**DATA FOR ANALYSIS**
◆ ◆ ◆ ◆ ◆

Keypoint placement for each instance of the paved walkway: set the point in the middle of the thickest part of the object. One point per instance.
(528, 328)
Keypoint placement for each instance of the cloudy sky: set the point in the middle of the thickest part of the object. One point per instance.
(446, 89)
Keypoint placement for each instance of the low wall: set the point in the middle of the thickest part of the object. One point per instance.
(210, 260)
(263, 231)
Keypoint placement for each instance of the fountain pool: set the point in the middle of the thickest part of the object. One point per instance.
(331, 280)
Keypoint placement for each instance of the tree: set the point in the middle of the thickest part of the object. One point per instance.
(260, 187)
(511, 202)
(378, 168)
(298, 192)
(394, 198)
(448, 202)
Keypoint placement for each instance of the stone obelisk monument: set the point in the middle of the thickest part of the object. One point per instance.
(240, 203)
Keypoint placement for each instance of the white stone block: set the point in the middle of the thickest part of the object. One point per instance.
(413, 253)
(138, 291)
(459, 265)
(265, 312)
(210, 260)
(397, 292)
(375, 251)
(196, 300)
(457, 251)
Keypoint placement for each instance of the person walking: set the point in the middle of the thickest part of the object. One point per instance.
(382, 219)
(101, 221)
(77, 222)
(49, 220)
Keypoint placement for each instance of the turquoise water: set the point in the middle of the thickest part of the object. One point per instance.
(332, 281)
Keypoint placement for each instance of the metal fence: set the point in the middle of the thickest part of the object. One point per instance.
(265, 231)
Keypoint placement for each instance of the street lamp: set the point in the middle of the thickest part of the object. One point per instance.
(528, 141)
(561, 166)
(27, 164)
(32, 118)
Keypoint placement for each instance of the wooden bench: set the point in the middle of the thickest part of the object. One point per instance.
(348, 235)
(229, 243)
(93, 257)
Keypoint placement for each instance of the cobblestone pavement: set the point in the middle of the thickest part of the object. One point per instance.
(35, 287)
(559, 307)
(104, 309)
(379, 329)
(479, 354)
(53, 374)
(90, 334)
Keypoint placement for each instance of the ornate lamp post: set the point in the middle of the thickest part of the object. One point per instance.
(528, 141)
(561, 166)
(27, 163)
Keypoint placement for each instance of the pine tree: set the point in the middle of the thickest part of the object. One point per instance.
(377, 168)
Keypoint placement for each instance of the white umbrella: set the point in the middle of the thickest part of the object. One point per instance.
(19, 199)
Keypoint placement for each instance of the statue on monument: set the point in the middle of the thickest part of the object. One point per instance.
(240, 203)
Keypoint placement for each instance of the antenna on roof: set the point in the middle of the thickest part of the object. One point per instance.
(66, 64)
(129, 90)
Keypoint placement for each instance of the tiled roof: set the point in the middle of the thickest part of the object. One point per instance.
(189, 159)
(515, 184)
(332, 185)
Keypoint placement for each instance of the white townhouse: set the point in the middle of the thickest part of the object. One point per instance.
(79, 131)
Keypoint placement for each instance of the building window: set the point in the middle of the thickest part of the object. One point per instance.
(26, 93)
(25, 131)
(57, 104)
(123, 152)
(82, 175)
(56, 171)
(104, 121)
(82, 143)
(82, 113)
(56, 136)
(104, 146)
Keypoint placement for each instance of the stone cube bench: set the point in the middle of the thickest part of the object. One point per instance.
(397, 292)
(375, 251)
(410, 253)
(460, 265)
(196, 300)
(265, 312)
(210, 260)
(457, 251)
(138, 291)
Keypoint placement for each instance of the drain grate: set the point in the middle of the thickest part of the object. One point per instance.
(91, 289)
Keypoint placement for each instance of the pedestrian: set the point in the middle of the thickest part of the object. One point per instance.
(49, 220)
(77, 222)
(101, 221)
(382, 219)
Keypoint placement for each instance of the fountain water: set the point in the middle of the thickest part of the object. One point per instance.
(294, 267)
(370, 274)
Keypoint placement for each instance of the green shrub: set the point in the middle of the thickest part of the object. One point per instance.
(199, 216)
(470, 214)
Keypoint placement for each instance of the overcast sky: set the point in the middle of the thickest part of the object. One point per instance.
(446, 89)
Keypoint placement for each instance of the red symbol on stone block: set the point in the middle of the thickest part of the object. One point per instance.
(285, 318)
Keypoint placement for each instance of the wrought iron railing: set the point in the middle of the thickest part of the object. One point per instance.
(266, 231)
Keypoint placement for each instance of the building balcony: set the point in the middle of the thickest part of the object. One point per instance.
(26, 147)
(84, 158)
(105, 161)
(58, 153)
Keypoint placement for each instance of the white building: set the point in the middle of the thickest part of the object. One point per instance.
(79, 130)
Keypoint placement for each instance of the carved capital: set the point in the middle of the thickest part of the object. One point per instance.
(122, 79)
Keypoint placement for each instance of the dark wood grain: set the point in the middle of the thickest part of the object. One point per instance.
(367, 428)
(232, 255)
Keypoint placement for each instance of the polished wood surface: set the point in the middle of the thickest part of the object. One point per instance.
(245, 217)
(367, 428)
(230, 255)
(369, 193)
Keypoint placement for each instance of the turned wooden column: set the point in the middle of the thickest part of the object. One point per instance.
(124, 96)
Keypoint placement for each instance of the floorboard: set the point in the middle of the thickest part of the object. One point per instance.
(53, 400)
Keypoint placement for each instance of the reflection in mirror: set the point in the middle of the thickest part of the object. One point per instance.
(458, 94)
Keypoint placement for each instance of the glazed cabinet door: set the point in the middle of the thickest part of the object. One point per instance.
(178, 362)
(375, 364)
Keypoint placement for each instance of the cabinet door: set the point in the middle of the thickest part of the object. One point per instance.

◆ ◆ ◆ ◆ ◆

**WHAT YOU NEED TO DO**
Exactly reproduce the entries in their entirety.

**EXERCISE RESPONSE**
Keypoint placement for each instance of the paved walkway: set the point in the middle of the thickest part of the object. One point per instance.
(528, 328)
Keypoint placement for each instance of the cloudy sky: set the point in the middle of the thickest part of the object. One point per instance.
(446, 89)
Keypoint placement for each instance of the low wall: set the point in the middle of the thickest part of the object. One point per instance.
(210, 260)
(263, 231)
Keypoint placement for each instance of the fountain pool: set the point in the middle of the thickest part of the object. One point per instance.
(331, 280)
Keypoint placement for each instance of the tree: set the point in the middle of the thickest part of the object. One point per instance.
(260, 187)
(511, 202)
(378, 168)
(298, 192)
(394, 198)
(448, 202)
Keypoint placement for each instance of the stone obelisk monument: set the point in the middle of the thickest part of the object. One point per instance.
(240, 203)
Keypoint placement for each instance of the white stone block: set the point in the middle of the thickest part of the object. One point per instance.
(413, 253)
(138, 291)
(459, 265)
(265, 312)
(210, 260)
(397, 292)
(375, 251)
(196, 300)
(457, 251)
Keypoint placement for each instance of the person walking: set the point in the middle of the thickest part of the object. One point per instance.
(382, 219)
(101, 221)
(77, 222)
(49, 220)
Keypoint placement for each instance of the turquoise water: set the point in the middle of the thickest part of the object. One point per instance.
(332, 281)
Keypoint placement for each instance of the metal fence: set the point in the middle of the thickest part of the object. One point per instance.
(265, 231)
Keypoint placement for each instance of the street lamp: set the point in the middle of the thickest part of the object. One point per instance.
(528, 141)
(561, 166)
(27, 164)
(32, 118)
Keypoint placement for each instance of the wooden bench: set the point in the middle of the thickest part of the object. One point per instance.
(348, 235)
(229, 243)
(93, 257)
Keypoint placement for each instance of the cobblestone pavement: set the point in the middle of the thickest part of the object. One point per instance.
(35, 287)
(559, 307)
(104, 309)
(379, 329)
(479, 354)
(53, 374)
(90, 334)
Keypoint placement for each instance of the ornate lamp post: set the point in the middle of the thickest part of the object. One point per instance.
(528, 141)
(561, 166)
(27, 163)
Keypoint placement for each instance of the pine tree: set the point in the middle of the thickest part of the object. One point per instance.
(377, 168)
Keypoint placement for each instance of the white umbrella: set the point in the middle of the thickest part of the object. One point per instance.
(19, 199)
Keypoint placement for each instance of the statue on monument: set the point in the middle of the thickest part of the object. One point per instance.
(240, 203)
Keypoint placement for each instance of the antenna on roof: set the point in the middle of the thickest part of the object. One point per instance.
(66, 64)
(129, 90)
Keypoint placement for each instance of the tiled roof: set the point in the middle of the thickest part of the object. One point per instance.
(189, 159)
(515, 184)
(332, 185)
Keypoint placement for each instance of the white townhouse: set the point in the middle of the thickest part of the object. One point per instance.
(79, 131)
Keypoint placement for each instance of the building window: set the point in the middle of the thickest part of the object. One point per instance.
(26, 93)
(25, 131)
(57, 104)
(123, 152)
(82, 175)
(56, 171)
(104, 121)
(82, 143)
(82, 113)
(56, 136)
(104, 146)
Keypoint placement for each instance of the stone cube bench: set the point in the middle of the thickest part of the object. One point per instance.
(397, 292)
(375, 251)
(410, 253)
(460, 265)
(196, 300)
(265, 312)
(210, 260)
(457, 251)
(138, 291)
Keypoint placement for each instance of the drain grate: set the point in the middle of the thickest part of the object. One point per instance.
(91, 289)
Keypoint placement for each instance of the pedestrian: set the point in the middle of the thickest part of the object. One point per instance.
(49, 220)
(77, 222)
(101, 221)
(382, 219)
Keypoint placement for each instance of the fountain water: set the point in the middle of the thickest part of the object. One point per instance.
(294, 267)
(370, 274)
Keypoint placement for each instance of the green shrub: set the point in the middle of the thickest part of the object. One point per instance.
(199, 216)
(470, 214)
Keypoint placement for each instance of the overcast sky: set the point in the middle of the thickest part of the object. One point per instance.
(446, 89)
Keypoint placement for each instance of the red symbol on stone block: set the point in the middle of the thickest part of the object. One point per instance.
(285, 318)
Keypoint placement for each instance of the wrought iron railing: set the point in the middle of the thickest part of the object. One point per instance.
(266, 231)
Keypoint placement for each instance of the building balcony: set the point in the middle of the thickest part of the object. One point per instance.
(26, 147)
(84, 158)
(105, 161)
(58, 153)
Keypoint placement for each instance of the white building: set the point in the middle of the thickest part of the object. One point per instance.
(79, 130)
Keypoint placement for each instance of the carved capital: set the point in the middle of the thickest part of the object. One point per instance.
(122, 79)
Keypoint placement for each instance of the dark wood grain: set the point in the middle of the thickest part of the object. One point per instance.
(367, 428)
(232, 255)
Keypoint placement for each instance of the polished wood surface: set the point in the middle of the thickest part of the object. One point per instance.
(245, 217)
(367, 428)
(230, 255)
(369, 193)
Keypoint placement for each instance of the turned wooden column: set the point in the middle of the thickest part of the object. One point per instance.
(124, 96)
Keypoint placement for each instance of the floorboard: set the point in the middle of the thickest part of the object. One point per instance.
(53, 400)
Keypoint placement for each instance of the reflection in mirror: set the point in the middle of the thickest part of the object. One point per instance.
(458, 94)
Keypoint placement for each instance of the glazed cabinet door: set the point in the middle of the thickest part of the object. One point per instance.
(178, 362)
(375, 364)
Keypoint placement for each instance of the cabinet door: set the point in the middle of the thickest part of the object. One point per instance.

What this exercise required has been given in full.